Written request 1
Repeat, word for word, the part of the forum thread on the poem "Why Bother?" that opens with the words containing "## dannyboy (Nov" and closes with "read, well done.".
Written request 2
Go on with the forum thread about the poem "Why Bother?" from the point where it stops.

Selection
## Begin

# Why Bother?



## akimade (Nov 18, 2013)

Two stone throws away from Sam Lord’s Castle,
many heartbeats away from Toronto
I lay white sand clenched in my pointy-fingered hard hands
White couples cross pass me
Noticeably in love from whence I was a boy
Caribbean couples pass me by
Too close to my envy
Why even bother move?
Why even bother leave?

Single again without that hope of long standing coupledom
Atlantic breezes sand my already gritty eyes
Why even bother move?
Sea flies continually dart at me like some piece of day old meat
Why even bother leave?
It’s not like I have anyone to call me back

Like the stone edged cliffs along the east coast
I feel battered and weathered
Shaped and defined by the uncertain current of the sea
I wonder which wave is going
To enter my life again
So I don’t have to bother move
So I don’t have to bother leave

Pounding against the walls of my demise
I quiver to imagine the calls of the concrete city
Trembling I embark upon the trade winds to the west
Into the polar easterlies of a shattered dream, Toronto
Home again
Into his arms, I return to a fading breeze
Shuddering, why did I even bother return?
Here again, he can’t even be bothered

It’s time to let go


----------



## dannyboy (Nov 19, 2013)

why the absence of to after bother?

And I would like to see you use commas (etc) to set the pauses, the breaths, etc.

Enjoyable read, well done.


----------



## akimade (Nov 19, 2013)

Thank you for the feedback. I'm really new at this and this is my first post ever. I appreciate the comments, in regards to grammar. I know it needs to be drastically improved there. In reference to the comment of the absence of "to", I believe it has to do with the way I actaully speak. Thank you again.


----------



## escorial (Nov 19, 2013)

I found it a frustrating read with why bother but if that was your intention..job done..enjoyed.


----------



## akimade (Nov 19, 2013)

Last thing I want to do is frustrate anyone. Appreciate the comments.


----------



## Pandora (Nov 19, 2013)

The hard images almost hurt, rocks, salty breeze in the eyes, pounding, quiver, concrete city
words choices the reader feels. I feel _Why Bother_ . . . I feel defeated.

then the unhappy unfulfilled ending, giving up and in. Reminds me of 'push me pull me pull me out!'
from the same recipe in life.

Great write akimade you'll have to bother to let go, their is much determination in that. Kind of the cure for
why bother.


----------



## akimade (Nov 19, 2013)

## End

Data records

## Begin

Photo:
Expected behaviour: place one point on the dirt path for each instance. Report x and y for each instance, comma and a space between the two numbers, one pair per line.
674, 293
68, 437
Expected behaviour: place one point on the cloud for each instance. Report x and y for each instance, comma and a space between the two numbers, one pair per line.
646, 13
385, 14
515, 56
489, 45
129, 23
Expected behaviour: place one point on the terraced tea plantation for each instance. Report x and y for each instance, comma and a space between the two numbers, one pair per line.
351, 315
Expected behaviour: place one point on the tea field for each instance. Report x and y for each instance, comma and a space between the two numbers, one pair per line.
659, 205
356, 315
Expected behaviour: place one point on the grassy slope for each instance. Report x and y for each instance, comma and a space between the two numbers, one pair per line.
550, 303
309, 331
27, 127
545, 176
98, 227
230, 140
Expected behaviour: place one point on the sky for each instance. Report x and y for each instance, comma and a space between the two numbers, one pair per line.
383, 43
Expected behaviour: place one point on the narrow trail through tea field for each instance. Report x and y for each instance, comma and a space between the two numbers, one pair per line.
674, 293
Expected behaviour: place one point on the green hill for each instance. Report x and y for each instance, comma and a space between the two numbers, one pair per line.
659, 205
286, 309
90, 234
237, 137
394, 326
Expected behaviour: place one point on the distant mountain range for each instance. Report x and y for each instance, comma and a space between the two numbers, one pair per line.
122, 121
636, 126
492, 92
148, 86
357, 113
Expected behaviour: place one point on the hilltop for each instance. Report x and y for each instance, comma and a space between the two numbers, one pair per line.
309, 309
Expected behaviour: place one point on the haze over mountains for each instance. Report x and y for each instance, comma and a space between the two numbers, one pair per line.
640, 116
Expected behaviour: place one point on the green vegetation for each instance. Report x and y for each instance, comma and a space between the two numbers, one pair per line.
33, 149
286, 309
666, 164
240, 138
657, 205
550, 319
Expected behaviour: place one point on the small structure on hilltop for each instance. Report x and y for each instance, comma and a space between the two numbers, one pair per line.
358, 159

## End

Exercise result 1
## dannyboy (Nov 19, 2013)

why the absence of to after bother?

And I would like to see you use commas (etc) to set the pauses, the breaths, etc.

Enjoyable read, well done.

Exercise result 2
Thank you Pandora, I appreciate your words and welcome your insight into the emotions this piece has evoked in you.


----------



## Kevin (Nov 19, 2013)

Nothing like a break-up to brighten your mood. That's what it's about, right?

*... from whence *- I didn't get this. Since?


I was thinking that you could trim a lot from this to get a more focused message, for instance:
*Like the stone edged cliffs along the east coast*    The cliffs in this could be anywhere, and I as the reader have no idea where this east is. More to the point is that it doesn't matter. What matters is that they are _like_ something, your feelings...  battered. Jat. 

Welcome to the Poetry threads.


----------



## Gumby (Nov 19, 2013)

Your title is very fitting, you've done a great job of capturing that question and feeling, in this poem. I would agree with danny on the punctuation needed to guide the reader in how you want this read.

for example:

I lay white sand clenched in my pointy-fingered hard hands— this makes it sound like you are laying sand in your hand, when I think you really meant that you are laying with white sand clenched in your hand.

Like this: I lay, white sand clenched in my pointy-fingered, hard hands.

I echo Kevin, welcome to the poetry board.


----------



## akimade (Nov 19, 2013)

It was about a break up. I could substitute to the word "since" and I believe the word "whence" popped into my mind when I was writing it in the former British colony of Barbados. Thank you Kevin for the comments on being more focused and to consider trimming. I'm loving this feedback and thank you for taking the time.


----------



## akimade (Nov 19, 2013)

Thanks Gumby. I truly have to polish up on my punctuation and I appreciate the feedback.


----------



## Jacob M. Mossholder (Nov 20, 2013)

It looks like the gang has given you some great advice. I am in full support of reducing some of the imagery while strengthening the purpose.

I'm with you though. The concrete is nothing more than an fortified maze wall.


----------



## akimade (Nov 20, 2013)

Thank you also Jacob. I've got my work cut out for me and I'm excited by it all. As for that concrete city, it is my home, and have come to love it...Toronto. Despite the recent news and events of our lovely Mayor!


----------



## Jacob M. Mossholder (Nov 20, 2013)

It is a gorgeous place, but I've always preferred the sandy shores. As for Toronto and Mayor Ford, how does the saying go? Any publicity is...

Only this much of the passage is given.